9. One look forward is worth two looks back

10. Remember what you are trying to do

11. Use time carefully or it will use you

12. Above all, plan, plan, and plan



Understand the Context of Project Management


Much of the difficulty in becoming an effective project manager lies in understanding the particular challenges project management presents in most corporations. Projects are a unique form of organizational work, playing an important role within many public and private organizations today. They act as mechanisms for the effective introduction of new products and services. They offer a level of intraorganizational efficiency that all companies seek but few find. But they also force managers to operate in a temporary environment outside the traditional functional lines of authority relying upon influence and other informal methods of power. In essence, it is not simply the management of a project per se that presents such a unique challenge it is also the atmosphere within which the manager operates that adds an extra dimension of difficulty. Projects exist outside the established hierarchy. They threaten, rather than support, the status quo because they represent change. So it is important for project managers to walk into their assigned role with their eyes wide open to the monumental nature of the tasks they are likely to face.


Recognize Project Team Conflict as Progress


One of the common responses of project managers to team conflict is panic. This reaction is undesirable in that project managers perceive- usually correctly – that their reputation and careers are on the line if the project fails. Consequently, any evidence they interpret as damaging to the prospects of project success, such as team conflict, represents a very real source of anxiety. In reality, however, these interpersonal tensions are a natural result of putting individuals from diverse backgrounds together and requiring them to coordinate their activities. Conflict, as evidenced by the stage of group development is more often a sign of healthy maturation in the group.


The result of differentiation among functional departments demonstrates that conflict under these circumstances is not only possible but unavoidable. One of the worst mistakes a project manager can make when conflicts emerge is to immediately force them below the surface without first analyzing the nature of the conflict. Although many interpersonal conflicts are based on personality differences, others are of a professional nature and should be addressed head-on.


Once a project manager has analyzed the nature of the conflict among team members, a variety of conflict handling approaches may be warranted, including avoidance, diffusion, or problem solving. On the other hand, whatever approach is selected should not be the result of a knee-jerk reaction to suppress conflict. In our experience, we have found many examples that show that even though a conflict is pushed below the surface, it will continue to fester if left unaddressed. The resulting eruption, which will inevitable occur later in the project development cycle, will have a far stronger effect than would the original conflict if it had been handled initially.




Understand Who the Stakeholders Are and What They Want


Project management is a balancing act. It requires managers to juggle the various and often conflicting demands of a numbers of powerful project stakeholders. One of the best tools a project manager can use is to develop a realistic assessment early in the project identifying the principle stakeholders and their agendas. In some projects, particularly those with important external clients or constituent groups, the number of stakeholders may be quite large, particularly when ‘intervener’ groups are included. Interveners, according to Cleland (1983), may include any external group that can drastically affect the potential for project success, such as environmental activists in a nuclear plant construction project. Project managers who acknowledge the impact of stakeholders and work to minimize their effect by fostering good relations with them are often more successful than those who operate in a reactive mode, continually surprised by unexpected demands from groups that were not initially considered.

[WRITTEN REQUEST A]:
Please set down the stretch of the project management passage from "One of the common" through "in the group.", copied word for word.

[AVAILABLE RECORDS]:
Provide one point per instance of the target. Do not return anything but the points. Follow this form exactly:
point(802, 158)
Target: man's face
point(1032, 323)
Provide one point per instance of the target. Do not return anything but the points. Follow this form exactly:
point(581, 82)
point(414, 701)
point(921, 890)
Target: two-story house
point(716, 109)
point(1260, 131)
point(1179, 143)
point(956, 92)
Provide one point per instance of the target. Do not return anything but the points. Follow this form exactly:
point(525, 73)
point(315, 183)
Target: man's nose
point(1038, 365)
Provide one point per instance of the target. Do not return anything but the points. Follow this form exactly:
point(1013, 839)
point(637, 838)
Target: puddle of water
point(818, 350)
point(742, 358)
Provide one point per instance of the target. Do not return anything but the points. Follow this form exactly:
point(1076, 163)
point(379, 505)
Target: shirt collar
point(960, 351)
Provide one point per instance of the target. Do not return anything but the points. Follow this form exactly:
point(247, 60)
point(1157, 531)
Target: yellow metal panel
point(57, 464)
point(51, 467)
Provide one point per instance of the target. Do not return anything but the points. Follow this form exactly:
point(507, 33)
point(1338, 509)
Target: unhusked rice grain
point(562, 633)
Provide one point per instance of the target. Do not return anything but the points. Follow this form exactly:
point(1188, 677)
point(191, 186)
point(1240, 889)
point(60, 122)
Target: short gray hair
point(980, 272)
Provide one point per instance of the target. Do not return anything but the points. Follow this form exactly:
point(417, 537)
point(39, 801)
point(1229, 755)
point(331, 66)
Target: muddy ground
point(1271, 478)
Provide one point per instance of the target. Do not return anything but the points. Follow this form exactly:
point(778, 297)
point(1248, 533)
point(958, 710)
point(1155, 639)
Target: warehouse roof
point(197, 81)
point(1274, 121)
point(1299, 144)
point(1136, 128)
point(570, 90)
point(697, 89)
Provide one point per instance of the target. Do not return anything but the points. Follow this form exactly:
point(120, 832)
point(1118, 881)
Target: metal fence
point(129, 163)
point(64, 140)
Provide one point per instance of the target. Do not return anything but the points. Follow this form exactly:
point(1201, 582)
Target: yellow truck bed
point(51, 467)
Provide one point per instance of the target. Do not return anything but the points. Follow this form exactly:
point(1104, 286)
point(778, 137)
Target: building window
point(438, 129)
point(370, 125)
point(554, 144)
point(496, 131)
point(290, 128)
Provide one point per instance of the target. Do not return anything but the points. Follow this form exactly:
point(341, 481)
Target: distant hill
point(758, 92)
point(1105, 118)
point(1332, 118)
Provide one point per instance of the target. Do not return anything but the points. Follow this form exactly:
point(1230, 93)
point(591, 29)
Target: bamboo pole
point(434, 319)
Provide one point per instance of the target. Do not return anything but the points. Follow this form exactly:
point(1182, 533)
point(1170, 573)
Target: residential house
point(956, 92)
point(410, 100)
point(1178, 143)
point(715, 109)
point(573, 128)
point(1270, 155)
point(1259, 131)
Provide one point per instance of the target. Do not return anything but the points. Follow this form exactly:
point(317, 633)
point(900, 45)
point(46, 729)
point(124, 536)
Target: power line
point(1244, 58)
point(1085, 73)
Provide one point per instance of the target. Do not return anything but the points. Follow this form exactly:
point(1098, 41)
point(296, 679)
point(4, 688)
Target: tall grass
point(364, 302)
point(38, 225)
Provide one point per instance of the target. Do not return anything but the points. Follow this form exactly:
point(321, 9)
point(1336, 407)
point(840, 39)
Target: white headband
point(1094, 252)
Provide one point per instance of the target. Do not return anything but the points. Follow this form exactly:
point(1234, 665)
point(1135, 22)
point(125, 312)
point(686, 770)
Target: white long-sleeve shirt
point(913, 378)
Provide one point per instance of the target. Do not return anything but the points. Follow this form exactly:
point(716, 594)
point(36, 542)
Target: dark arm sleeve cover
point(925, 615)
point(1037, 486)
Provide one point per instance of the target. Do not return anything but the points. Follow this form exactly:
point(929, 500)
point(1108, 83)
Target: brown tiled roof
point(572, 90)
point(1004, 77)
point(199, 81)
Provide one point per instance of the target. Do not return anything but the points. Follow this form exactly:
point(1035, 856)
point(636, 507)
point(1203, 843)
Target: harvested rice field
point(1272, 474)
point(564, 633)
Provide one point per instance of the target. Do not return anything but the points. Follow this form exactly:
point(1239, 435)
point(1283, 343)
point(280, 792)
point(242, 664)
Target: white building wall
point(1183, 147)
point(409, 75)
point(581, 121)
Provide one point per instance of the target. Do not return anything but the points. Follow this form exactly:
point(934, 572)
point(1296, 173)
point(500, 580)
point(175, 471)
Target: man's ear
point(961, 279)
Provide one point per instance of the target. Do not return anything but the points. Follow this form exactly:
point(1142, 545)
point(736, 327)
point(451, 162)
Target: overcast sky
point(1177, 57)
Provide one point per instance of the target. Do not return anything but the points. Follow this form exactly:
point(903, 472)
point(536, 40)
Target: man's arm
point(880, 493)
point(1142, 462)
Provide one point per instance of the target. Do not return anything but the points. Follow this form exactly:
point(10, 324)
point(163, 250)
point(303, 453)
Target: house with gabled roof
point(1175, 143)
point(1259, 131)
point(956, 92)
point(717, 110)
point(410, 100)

[WRITTEN REQUEST B]:
Collect every line in the entries that contains the word "white". Case counts.

[SOLUTION A]:
One of the common responses of project managers to team conflict is panic. This reaction is undesirable in that project managers perceive- usually correctly – that their reputation and careers are on the line if the project fails. Consequently, any evidence they interpret as damaging to the prospects of project success, such as team conflict, represents a very real source of anxiety. In reality, however, these interpersonal tensions are a natural result of putting individuals from diverse backgrounds together and requiring them to coordinate their activities. Conflict, as evidenced by the stage of group development is more often a sign of healthy maturation in the group.

[SOLUTION B]:
Target: white headband
Target: white long-sleeve shirt
Target: white building wall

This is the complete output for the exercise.